### WHAT TO DO
Answer these questions from the news report on the planned Erdogan–Putin meeting:
1. In which city will the meeting be held?
2. Who is the Kremlin spokesman quoted in the report?
3. Which country has banned some rice exports?

### TEXT UNDER STUDY
Erdogan plans to meet Russian President Vladimir Putin in Sochi to discuss the Black Sea grain deal and other issues.

Media in Ankara confirmed the meeting and said that, Erdogan "has so far exercised vigorous diplomacy to help avert a global food crisis", according to an AKP party official, the Daily Sabah reported.

A spokesman for Erdogan's ruling party, Omer Chelik, told reporters that the meeting will be held in Russia's Black Sea resort of Sochi and will focus on averting an imminent "food crisis."

Meanwhile, Turkish media report that Erdogan could meet the Russian president, probably on September 4.

For his part, Kremlin spokesman Dmitry Peskov said a meeting between the two leaders was being prepared "intensively" but did not give time or space for the talks.

According to jpost, Turkey is apparently working to revive the grain deal that allowed grain exports from Ukraine . "This is important for countries around the world, as the Russian invasion of Ukraine has led to numerous economic setbacks and aftershocks," it said.

For example, India has banned some rice exports and this could trigger a growing global food crisis. The consequences of the invasion could lead to a kind of domino effect in a world already shocked by a recent pandemic and inflation.

### GIVEN INFORMATION
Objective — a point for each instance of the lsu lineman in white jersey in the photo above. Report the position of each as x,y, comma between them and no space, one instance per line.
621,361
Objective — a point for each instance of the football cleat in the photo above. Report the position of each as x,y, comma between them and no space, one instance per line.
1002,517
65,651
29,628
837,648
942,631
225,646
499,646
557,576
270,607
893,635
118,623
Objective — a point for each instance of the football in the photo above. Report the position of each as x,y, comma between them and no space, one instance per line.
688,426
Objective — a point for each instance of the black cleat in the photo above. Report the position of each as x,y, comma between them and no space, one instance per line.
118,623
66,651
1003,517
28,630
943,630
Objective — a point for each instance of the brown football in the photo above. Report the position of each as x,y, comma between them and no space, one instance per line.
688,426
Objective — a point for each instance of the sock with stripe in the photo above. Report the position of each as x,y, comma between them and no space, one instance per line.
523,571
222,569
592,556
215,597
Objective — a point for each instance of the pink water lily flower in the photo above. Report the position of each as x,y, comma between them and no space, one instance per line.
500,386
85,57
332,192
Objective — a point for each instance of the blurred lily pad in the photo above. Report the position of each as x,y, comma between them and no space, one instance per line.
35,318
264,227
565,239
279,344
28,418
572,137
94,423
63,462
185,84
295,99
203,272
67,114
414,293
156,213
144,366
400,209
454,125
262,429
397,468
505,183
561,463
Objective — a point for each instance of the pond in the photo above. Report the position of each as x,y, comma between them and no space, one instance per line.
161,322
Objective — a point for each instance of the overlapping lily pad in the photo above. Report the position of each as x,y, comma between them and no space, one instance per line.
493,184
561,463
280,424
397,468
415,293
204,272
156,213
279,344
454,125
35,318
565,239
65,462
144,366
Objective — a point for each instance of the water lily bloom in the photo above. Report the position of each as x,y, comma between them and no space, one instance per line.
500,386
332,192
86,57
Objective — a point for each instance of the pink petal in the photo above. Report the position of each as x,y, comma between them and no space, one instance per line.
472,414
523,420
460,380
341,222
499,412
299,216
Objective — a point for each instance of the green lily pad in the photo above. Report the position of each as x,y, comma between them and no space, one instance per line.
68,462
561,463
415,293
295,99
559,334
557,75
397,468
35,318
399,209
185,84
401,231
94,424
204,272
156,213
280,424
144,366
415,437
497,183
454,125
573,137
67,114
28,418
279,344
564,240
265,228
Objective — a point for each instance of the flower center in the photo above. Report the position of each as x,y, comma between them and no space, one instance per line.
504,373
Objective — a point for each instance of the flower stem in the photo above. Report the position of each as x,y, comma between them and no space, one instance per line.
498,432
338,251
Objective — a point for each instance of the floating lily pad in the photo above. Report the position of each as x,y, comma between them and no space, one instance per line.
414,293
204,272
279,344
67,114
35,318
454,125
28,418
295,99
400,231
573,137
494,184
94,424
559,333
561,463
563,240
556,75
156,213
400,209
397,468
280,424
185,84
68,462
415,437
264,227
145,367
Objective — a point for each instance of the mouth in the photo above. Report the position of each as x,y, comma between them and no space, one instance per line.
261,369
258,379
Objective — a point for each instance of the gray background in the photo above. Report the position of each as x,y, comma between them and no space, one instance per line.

### SOLUTION FOR THIS TASK
1. Sochi, Russia's Black Sea resort
2. Dmitry Peskov
3. India